*Task*: Collect every line in the records below that contains the word "window", and copy each of those lines in full.

Rows from a box labeling dataset
◆ ◆ ◆ ◆ ◆

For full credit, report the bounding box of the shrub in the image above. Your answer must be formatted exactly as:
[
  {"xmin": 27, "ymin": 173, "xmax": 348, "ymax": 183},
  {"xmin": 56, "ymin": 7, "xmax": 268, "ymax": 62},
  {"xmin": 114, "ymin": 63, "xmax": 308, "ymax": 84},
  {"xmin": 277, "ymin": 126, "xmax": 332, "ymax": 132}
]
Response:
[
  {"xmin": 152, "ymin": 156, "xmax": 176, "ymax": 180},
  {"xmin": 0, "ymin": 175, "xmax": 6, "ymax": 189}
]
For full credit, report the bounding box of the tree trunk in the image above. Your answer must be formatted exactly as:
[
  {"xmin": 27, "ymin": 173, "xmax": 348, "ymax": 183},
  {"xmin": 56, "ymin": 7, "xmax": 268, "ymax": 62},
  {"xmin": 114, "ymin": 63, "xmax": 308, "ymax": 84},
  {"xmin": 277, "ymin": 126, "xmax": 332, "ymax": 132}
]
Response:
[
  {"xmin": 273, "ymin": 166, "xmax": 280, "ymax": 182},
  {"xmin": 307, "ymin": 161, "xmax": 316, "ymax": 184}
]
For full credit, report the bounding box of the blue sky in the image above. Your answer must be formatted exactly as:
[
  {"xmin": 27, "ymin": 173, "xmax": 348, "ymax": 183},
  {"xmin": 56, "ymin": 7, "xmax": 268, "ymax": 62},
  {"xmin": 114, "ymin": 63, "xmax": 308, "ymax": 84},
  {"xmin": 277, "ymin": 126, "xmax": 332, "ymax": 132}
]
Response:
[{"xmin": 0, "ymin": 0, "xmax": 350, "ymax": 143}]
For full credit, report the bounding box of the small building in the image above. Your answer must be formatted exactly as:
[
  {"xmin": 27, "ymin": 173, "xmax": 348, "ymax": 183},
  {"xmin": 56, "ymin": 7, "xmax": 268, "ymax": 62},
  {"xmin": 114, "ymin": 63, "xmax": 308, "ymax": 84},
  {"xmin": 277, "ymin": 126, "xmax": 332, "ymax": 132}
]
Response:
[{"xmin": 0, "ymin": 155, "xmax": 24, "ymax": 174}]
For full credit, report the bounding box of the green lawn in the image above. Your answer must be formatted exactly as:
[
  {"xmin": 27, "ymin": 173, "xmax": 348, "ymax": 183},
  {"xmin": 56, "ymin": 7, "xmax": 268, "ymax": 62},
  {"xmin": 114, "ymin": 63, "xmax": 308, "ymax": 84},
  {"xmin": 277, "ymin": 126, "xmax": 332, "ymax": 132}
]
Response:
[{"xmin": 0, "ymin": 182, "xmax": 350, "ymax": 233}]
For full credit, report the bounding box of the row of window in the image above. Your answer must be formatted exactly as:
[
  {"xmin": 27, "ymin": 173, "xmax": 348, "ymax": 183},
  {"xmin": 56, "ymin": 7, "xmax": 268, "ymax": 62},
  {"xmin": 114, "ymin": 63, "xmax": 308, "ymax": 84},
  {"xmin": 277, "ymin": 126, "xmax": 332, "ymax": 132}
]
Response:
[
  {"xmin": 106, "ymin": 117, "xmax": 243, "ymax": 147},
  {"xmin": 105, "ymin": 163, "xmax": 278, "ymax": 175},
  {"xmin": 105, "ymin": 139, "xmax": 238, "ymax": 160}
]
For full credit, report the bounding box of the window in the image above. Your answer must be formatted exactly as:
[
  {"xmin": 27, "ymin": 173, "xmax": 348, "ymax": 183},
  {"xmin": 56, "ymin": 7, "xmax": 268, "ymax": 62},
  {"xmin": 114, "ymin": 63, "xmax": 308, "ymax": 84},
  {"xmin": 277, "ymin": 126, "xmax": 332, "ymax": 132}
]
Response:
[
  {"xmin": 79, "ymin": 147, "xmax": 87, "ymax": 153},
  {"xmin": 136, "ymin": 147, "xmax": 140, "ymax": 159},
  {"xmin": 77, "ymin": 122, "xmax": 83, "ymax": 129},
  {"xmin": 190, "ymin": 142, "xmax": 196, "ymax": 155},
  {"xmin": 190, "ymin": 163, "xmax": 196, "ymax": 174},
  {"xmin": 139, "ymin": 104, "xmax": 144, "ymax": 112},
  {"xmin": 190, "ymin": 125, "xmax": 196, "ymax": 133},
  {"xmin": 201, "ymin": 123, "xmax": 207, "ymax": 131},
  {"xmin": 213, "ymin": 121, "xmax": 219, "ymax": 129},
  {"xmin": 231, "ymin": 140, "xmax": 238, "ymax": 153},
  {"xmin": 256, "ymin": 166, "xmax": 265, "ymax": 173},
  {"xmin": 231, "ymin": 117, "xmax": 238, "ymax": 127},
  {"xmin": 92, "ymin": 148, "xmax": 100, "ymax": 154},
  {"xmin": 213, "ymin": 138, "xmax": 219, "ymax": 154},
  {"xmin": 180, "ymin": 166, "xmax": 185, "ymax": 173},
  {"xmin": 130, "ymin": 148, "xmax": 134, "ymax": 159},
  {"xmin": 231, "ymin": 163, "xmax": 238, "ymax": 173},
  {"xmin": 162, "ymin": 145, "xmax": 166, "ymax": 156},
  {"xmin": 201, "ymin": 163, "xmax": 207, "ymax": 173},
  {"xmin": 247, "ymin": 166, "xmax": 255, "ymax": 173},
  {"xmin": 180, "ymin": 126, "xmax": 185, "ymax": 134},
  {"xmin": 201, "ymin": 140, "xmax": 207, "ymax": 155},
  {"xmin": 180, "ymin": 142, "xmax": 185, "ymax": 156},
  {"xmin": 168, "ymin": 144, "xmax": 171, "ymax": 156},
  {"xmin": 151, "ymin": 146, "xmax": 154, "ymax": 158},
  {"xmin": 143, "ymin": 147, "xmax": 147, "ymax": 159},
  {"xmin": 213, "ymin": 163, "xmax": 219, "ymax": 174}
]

◆ ◆ ◆ ◆ ◆

*Exercise response*:
For full credit, report the bounding box of the row of window in the image above. Your answer must be formatted exactly as:
For full credit, report the bounding box of the window in the image above. Your answer must be formatted exactly as:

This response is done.